§ **REQUIRED TASK**
Extract every line of the records below that contains the word "crowd", and copy each one unchanged.

Collected data:
-- Start --

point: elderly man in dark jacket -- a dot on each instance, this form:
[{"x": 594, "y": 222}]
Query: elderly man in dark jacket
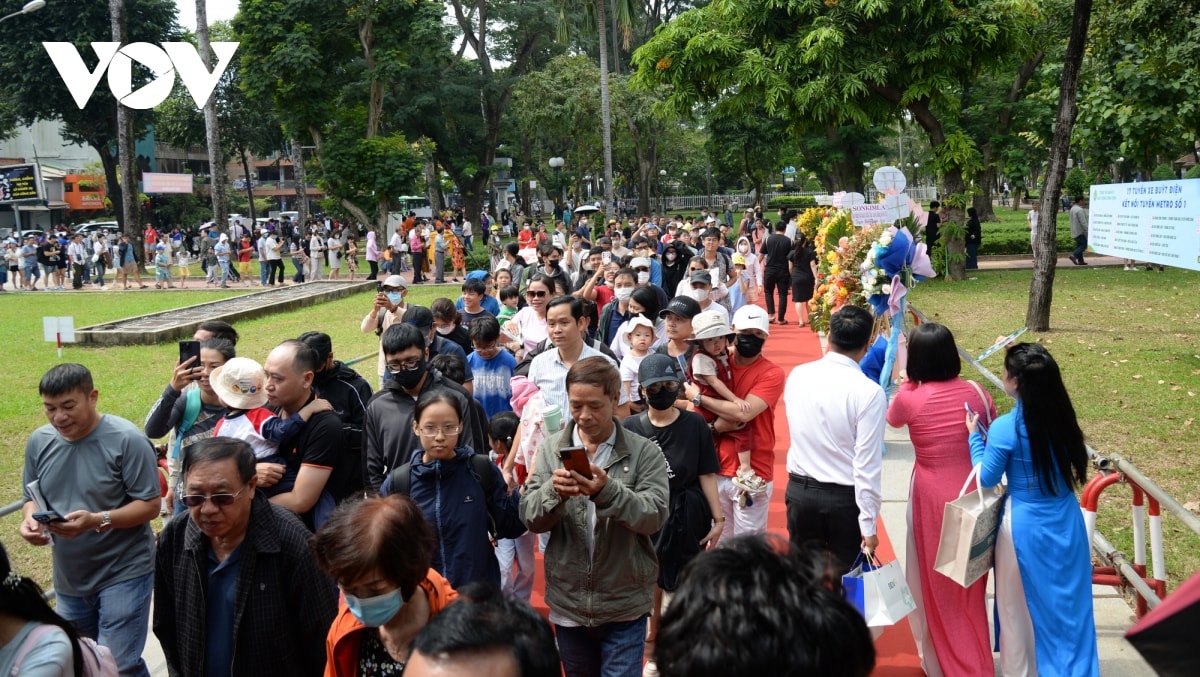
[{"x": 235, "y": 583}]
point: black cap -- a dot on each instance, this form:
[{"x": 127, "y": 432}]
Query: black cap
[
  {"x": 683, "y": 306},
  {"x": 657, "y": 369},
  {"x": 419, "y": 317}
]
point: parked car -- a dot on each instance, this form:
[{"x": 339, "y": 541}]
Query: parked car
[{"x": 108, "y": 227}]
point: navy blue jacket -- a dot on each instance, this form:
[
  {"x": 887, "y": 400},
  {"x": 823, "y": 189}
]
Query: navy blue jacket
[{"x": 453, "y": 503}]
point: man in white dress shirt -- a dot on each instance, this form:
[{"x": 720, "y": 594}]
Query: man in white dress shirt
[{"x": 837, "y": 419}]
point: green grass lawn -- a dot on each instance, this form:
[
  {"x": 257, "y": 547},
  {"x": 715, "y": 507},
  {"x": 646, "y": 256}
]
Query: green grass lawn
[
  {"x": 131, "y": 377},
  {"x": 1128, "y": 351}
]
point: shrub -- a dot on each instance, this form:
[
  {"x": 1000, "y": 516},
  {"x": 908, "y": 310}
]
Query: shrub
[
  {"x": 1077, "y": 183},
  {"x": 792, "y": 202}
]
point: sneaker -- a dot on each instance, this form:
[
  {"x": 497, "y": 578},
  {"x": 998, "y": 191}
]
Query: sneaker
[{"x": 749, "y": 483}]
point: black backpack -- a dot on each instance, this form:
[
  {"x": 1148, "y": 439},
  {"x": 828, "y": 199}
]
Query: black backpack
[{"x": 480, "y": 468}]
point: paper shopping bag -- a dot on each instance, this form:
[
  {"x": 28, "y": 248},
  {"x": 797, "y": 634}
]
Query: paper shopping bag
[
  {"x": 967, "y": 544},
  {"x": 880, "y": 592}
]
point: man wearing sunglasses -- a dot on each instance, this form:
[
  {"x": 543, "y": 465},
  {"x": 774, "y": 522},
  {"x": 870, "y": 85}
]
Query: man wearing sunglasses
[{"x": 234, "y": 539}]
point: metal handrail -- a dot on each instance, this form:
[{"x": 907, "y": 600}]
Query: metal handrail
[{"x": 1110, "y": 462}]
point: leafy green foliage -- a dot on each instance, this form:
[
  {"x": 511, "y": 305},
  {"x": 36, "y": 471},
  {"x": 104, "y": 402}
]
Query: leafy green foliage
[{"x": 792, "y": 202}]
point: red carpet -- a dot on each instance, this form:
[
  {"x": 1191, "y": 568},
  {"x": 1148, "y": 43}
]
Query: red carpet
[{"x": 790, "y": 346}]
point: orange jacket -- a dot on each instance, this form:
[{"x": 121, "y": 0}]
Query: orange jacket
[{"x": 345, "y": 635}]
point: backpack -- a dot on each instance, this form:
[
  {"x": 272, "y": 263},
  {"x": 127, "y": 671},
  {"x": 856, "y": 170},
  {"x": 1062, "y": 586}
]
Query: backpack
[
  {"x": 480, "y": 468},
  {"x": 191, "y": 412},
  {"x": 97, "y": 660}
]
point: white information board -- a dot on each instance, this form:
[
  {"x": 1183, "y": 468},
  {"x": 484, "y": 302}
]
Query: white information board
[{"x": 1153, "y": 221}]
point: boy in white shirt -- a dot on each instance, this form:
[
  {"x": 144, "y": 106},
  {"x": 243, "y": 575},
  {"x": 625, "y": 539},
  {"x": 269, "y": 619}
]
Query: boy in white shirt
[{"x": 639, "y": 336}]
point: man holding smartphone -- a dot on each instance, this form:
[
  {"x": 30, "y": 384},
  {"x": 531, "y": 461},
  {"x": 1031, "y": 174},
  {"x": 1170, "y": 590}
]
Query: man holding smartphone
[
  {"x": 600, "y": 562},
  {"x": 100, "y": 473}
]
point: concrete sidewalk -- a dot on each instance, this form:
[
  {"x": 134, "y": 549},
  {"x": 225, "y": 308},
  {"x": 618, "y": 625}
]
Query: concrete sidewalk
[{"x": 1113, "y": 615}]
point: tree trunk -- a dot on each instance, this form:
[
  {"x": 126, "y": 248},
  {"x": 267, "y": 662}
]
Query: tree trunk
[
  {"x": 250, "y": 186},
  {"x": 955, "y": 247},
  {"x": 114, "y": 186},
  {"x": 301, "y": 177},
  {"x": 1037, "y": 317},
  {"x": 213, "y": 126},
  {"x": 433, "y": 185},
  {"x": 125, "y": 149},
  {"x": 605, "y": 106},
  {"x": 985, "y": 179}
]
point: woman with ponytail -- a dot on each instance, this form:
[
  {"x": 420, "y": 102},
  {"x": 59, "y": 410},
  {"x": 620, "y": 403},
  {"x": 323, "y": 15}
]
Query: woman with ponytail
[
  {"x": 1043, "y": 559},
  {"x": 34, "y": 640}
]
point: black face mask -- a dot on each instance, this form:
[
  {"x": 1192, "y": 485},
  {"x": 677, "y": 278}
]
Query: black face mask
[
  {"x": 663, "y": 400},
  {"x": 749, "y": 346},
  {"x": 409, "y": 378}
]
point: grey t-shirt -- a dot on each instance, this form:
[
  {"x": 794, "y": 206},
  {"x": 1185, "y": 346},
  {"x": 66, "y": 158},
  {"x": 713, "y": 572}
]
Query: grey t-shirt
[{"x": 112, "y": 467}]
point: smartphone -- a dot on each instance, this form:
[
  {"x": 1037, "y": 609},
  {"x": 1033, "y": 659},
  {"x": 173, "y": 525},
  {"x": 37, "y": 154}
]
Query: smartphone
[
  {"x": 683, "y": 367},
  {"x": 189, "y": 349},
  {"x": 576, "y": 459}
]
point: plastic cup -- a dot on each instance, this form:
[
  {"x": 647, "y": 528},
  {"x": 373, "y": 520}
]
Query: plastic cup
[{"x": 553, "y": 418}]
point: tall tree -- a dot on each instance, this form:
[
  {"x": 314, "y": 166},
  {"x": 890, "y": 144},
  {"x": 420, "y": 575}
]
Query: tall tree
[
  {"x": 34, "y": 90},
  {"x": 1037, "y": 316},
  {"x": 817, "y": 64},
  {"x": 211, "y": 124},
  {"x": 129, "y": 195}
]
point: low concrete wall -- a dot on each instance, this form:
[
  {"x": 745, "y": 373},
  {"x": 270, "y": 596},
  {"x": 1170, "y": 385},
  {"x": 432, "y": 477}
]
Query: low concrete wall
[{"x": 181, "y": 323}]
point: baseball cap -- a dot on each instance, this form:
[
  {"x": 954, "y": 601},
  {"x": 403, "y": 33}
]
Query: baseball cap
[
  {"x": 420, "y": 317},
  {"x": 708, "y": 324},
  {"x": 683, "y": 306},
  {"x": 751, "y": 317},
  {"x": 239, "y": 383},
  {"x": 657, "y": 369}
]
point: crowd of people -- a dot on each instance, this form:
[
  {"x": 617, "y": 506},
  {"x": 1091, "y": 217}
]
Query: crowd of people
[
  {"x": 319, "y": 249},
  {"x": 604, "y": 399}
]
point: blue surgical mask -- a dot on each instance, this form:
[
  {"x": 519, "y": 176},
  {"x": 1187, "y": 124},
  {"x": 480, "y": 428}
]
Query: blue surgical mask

-- End --
-- Start --

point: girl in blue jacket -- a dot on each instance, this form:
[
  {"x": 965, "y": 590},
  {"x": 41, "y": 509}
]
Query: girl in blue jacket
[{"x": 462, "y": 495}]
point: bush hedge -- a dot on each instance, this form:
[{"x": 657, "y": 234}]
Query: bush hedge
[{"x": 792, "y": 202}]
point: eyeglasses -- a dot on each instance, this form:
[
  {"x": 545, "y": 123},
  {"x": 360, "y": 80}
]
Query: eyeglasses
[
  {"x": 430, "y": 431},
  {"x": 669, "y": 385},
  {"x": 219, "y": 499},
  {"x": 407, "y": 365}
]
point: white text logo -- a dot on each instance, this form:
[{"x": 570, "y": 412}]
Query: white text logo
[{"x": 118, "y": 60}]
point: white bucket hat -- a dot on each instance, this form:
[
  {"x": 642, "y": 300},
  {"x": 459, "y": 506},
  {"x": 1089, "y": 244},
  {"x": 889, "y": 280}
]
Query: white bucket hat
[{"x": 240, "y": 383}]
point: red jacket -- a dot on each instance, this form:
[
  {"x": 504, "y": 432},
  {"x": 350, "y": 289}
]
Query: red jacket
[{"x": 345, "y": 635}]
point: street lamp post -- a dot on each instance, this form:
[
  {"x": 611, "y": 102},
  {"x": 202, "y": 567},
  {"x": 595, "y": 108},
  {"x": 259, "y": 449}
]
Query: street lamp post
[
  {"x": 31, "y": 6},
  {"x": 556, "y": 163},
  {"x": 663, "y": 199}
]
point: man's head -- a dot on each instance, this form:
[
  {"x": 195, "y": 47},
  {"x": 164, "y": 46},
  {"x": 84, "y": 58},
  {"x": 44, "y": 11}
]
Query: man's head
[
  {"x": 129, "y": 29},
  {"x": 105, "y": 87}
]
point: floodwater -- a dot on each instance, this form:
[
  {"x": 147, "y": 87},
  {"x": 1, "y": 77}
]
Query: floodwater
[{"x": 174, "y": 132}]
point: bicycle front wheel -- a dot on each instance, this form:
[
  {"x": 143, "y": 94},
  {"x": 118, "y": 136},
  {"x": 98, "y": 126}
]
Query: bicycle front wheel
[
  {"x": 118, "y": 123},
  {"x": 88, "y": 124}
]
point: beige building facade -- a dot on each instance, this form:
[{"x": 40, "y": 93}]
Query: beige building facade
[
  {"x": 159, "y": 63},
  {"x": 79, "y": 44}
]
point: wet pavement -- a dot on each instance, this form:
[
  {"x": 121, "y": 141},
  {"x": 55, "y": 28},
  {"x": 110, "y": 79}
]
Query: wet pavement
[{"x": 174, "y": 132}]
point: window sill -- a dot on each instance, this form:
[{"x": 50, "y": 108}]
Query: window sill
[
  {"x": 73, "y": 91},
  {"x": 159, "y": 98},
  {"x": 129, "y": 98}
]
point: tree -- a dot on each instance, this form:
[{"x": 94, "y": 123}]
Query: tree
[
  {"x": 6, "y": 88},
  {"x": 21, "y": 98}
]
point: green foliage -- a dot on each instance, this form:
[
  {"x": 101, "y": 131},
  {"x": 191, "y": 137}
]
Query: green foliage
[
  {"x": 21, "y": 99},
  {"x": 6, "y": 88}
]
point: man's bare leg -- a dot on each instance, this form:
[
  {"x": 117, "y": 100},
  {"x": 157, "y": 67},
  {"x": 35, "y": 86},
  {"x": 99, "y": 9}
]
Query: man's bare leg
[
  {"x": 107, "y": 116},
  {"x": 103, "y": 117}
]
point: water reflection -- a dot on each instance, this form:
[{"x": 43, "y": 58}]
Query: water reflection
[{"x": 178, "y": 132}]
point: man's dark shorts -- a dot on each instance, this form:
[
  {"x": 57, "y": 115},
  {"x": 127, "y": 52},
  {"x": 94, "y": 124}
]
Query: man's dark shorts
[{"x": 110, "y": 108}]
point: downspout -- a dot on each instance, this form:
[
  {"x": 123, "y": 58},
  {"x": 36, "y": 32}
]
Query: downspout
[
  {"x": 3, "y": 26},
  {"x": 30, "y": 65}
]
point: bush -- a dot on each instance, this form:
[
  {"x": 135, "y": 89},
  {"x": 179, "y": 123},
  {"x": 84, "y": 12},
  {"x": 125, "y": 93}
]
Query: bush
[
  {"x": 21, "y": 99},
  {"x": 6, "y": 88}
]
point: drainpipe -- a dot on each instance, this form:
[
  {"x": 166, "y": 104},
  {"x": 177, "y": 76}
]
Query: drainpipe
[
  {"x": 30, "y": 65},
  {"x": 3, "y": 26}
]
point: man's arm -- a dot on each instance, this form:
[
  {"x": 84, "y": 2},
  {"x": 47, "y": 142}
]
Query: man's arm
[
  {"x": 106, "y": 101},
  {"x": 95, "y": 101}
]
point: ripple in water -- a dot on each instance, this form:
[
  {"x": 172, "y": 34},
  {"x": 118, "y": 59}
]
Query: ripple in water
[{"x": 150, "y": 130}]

-- End --

§ **TASK OUTPUT**
point: crowd of people -- a dot on each instance, this form:
Query: crowd of people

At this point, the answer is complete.